* Document passage *
◇ ◇ ◇ ◇ ◇

When raw cottonseed moves from the gin to a cottonseed oil mill, it is made up of three parts: Linters, which are short fibers still clinging to the seed; hulls, a tough, protective coating for the kernel; and the protein and oil rich kernel itself.
Up 10 to 15 percent of a cotton producer's income comes from cottonseed.
Cottonseed value is determined by the value of the products produced. Therefore, world vegetable oil markets and markets for livestock feed ingredients play a major role in determining the value of cottonseed.
Linters are one of the finest sources of cellulose and are used to produce a variety of things like plastics, rocket) propellants, rayon, pharmaceutical emulsions, cosmetics, photography and X ray film, upholstery and fine writing paper ... even paper currency.
Hulls find their way mostly into the feed industry as a source of roughage for livestock.
Kernels are flaked and crushed just like any other oilseed to produce cottonseed oil and meal. Cottonseed oil is America 's original vegetable oil. And cottonseed oil is so versatile it can be used in snack foods, salad dressings, and stir frying or baking applications. Cottonseed meal is used in animal feeds as a high protein supplement.
Cottonseed oil is seen by the food industry as a premium oil and, as such, is eagerly sought by prepared food makers. Thus, it is not commonly found bottled on grocery store shelves.

◇ ◇ ◇ ◇ ◇

* Records provided *
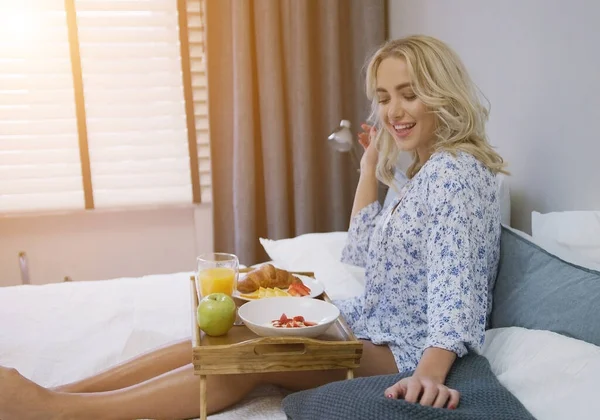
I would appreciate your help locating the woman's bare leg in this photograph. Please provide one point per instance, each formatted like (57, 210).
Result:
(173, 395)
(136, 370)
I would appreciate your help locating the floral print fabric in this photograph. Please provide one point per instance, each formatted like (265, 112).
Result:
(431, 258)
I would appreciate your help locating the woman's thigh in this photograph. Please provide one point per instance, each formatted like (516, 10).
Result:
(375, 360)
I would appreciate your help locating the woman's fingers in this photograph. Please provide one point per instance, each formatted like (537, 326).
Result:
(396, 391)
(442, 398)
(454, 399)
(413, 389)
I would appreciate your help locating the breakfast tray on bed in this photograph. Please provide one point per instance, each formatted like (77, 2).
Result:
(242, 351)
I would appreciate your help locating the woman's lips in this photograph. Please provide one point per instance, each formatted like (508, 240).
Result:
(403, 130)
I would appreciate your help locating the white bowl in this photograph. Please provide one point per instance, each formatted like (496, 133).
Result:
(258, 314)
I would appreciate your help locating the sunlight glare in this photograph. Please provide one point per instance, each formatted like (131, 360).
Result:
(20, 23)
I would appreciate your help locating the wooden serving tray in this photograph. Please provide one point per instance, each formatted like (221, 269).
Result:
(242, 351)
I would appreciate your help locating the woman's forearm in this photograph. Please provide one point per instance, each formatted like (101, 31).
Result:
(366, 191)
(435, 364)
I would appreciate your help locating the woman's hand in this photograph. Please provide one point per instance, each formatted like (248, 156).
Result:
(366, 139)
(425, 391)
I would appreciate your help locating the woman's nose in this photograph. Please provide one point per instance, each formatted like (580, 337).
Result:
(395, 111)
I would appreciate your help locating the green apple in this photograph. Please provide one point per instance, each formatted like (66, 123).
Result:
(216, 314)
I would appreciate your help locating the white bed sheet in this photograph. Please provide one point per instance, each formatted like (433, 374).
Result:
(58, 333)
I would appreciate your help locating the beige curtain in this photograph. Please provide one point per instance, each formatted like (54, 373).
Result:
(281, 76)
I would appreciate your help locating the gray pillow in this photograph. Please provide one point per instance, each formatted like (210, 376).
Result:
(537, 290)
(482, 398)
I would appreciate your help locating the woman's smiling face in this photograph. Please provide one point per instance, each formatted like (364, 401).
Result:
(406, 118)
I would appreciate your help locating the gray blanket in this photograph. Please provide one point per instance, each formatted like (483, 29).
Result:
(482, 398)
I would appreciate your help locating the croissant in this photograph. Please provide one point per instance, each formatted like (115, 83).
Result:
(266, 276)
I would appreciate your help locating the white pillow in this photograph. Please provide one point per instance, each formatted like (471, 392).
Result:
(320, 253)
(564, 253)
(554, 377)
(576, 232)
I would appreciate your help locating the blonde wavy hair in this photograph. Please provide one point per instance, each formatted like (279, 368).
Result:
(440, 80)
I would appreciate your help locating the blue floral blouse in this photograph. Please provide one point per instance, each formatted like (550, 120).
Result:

◇ ◇ ◇ ◇ ◇

* Required action *
Rewrite the cottonseed text between "Kernels are flaked" and "grocery store shelves.", inclusive, with "premium" changed to "prized".

* Written solution *
Kernels are flaked and crushed just like any other oilseed to produce cottonseed oil and meal. Cottonseed oil is America 's original vegetable oil. And cottonseed oil is so versatile it can be used in snack foods, salad dressings, and stir frying or baking applications. Cottonseed meal is used in animal feeds as a high protein supplement.
Cottonseed oil is seen by the food industry as a prized oil and, as such, is eagerly sought by prepared food makers. Thus, it is not commonly found bottled on grocery store shelves.